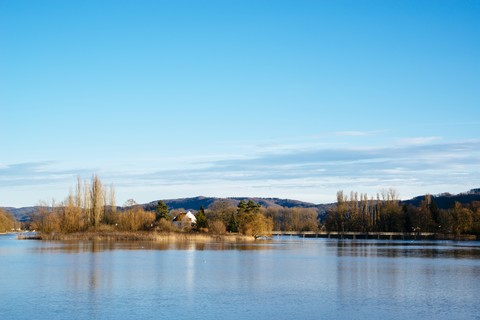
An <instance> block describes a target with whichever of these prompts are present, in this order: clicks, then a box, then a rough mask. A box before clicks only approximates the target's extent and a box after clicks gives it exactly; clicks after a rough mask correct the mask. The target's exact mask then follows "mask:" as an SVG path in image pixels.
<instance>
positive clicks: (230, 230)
mask: <svg viewBox="0 0 480 320" xmlns="http://www.w3.org/2000/svg"><path fill="white" fill-rule="evenodd" d="M227 231H228V232H238V222H237V217H236V214H235V213H232V215H231V216H230V220H228V225H227Z"/></svg>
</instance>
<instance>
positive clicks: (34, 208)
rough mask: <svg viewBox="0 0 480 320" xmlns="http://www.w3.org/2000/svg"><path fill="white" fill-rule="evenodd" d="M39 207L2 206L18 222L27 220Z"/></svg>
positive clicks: (5, 210)
mask: <svg viewBox="0 0 480 320" xmlns="http://www.w3.org/2000/svg"><path fill="white" fill-rule="evenodd" d="M38 208H39V207H23V208H12V207H2V209H4V210H5V211H7V212H9V213H11V214H12V215H13V217H14V218H15V219H16V220H17V221H20V222H28V221H30V220H31V217H32V215H33V214H34V213H35V212H36V211H37V209H38Z"/></svg>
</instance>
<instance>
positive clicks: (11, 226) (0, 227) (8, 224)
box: [0, 208, 20, 233]
mask: <svg viewBox="0 0 480 320" xmlns="http://www.w3.org/2000/svg"><path fill="white" fill-rule="evenodd" d="M18 228H20V223H18V222H17V221H16V220H15V218H14V217H13V216H12V215H11V214H10V213H8V212H7V211H5V210H4V209H2V208H0V233H5V232H12V231H15V230H17V229H18Z"/></svg>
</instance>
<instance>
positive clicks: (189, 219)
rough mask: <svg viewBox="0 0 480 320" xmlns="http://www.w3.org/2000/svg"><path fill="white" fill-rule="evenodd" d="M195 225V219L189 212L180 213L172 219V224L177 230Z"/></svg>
mask: <svg viewBox="0 0 480 320" xmlns="http://www.w3.org/2000/svg"><path fill="white" fill-rule="evenodd" d="M195 223H197V218H196V217H195V216H194V215H193V213H192V212H191V211H188V212H181V213H179V214H178V215H177V216H175V218H173V224H174V225H175V226H177V227H178V228H185V227H191V226H192V225H193V224H195Z"/></svg>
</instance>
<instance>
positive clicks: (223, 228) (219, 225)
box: [209, 220, 227, 234]
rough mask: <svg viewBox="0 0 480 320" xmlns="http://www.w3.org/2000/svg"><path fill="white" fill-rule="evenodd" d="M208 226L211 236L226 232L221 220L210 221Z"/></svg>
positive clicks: (225, 228) (221, 233)
mask: <svg viewBox="0 0 480 320" xmlns="http://www.w3.org/2000/svg"><path fill="white" fill-rule="evenodd" d="M209 225H210V228H209V230H210V232H211V233H213V234H225V233H226V232H227V228H226V227H225V224H224V223H223V222H222V221H221V220H215V221H212V222H210V223H209Z"/></svg>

---------------

→ **What you should do**
Repeat every one of the entries above word for word, leaving out the pictures.

→ **Task result**
An <instance> block describes a target with whichever of these prompts are present, in this order: clicks, then a box, then a rough mask. A box before clicks only approximates the target's extent and a box after clicks gives it exactly; clicks after a rough mask correct the mask. The target's exact mask then follows "mask:" as an SVG path in image pixels.
<instance>
positive clicks: (230, 230)
mask: <svg viewBox="0 0 480 320" xmlns="http://www.w3.org/2000/svg"><path fill="white" fill-rule="evenodd" d="M227 231H228V232H238V222H237V217H236V214H235V213H232V215H231V216H230V220H228V225H227Z"/></svg>
</instance>
<instance>
positive clicks: (34, 208)
rough mask: <svg viewBox="0 0 480 320" xmlns="http://www.w3.org/2000/svg"><path fill="white" fill-rule="evenodd" d="M39 207L2 206L18 222L27 220Z"/></svg>
positive clicks: (5, 210)
mask: <svg viewBox="0 0 480 320" xmlns="http://www.w3.org/2000/svg"><path fill="white" fill-rule="evenodd" d="M38 208H39V207H23V208H12V207H2V209H4V210H5V211H7V212H9V213H11V214H12V215H13V217H14V218H15V219H16V220H17V221H20V222H28V221H30V220H31V217H32V215H33V214H34V213H35V212H36V211H37V209H38Z"/></svg>
</instance>
<instance>
positive clicks: (11, 226) (0, 227) (8, 224)
box: [0, 208, 20, 233]
mask: <svg viewBox="0 0 480 320" xmlns="http://www.w3.org/2000/svg"><path fill="white" fill-rule="evenodd" d="M18 228H20V223H18V222H17V221H16V220H15V218H14V217H13V216H12V215H11V214H10V213H8V212H7V211H5V210H4V209H2V208H0V233H5V232H12V231H15V230H17V229H18Z"/></svg>
</instance>
<instance>
positive clicks: (189, 219)
rough mask: <svg viewBox="0 0 480 320" xmlns="http://www.w3.org/2000/svg"><path fill="white" fill-rule="evenodd" d="M195 225V219L189 212L180 213L172 219V224L177 230Z"/></svg>
mask: <svg viewBox="0 0 480 320" xmlns="http://www.w3.org/2000/svg"><path fill="white" fill-rule="evenodd" d="M195 223H197V218H196V217H195V216H194V215H193V213H192V212H191V211H188V212H181V213H179V214H178V215H177V216H175V218H173V224H174V225H175V226H177V227H178V228H185V227H191V226H192V225H193V224H195Z"/></svg>
</instance>
<instance>
positive clicks: (223, 228) (219, 225)
box: [209, 220, 227, 234]
rough mask: <svg viewBox="0 0 480 320" xmlns="http://www.w3.org/2000/svg"><path fill="white" fill-rule="evenodd" d="M208 226L211 236L226 232L221 220L210 221Z"/></svg>
positive clicks: (225, 228) (221, 233)
mask: <svg viewBox="0 0 480 320" xmlns="http://www.w3.org/2000/svg"><path fill="white" fill-rule="evenodd" d="M209 225H210V228H209V230H210V232H211V233H213V234H225V233H226V232H227V228H226V227H225V224H224V223H223V222H222V221H221V220H215V221H212V222H210V223H209Z"/></svg>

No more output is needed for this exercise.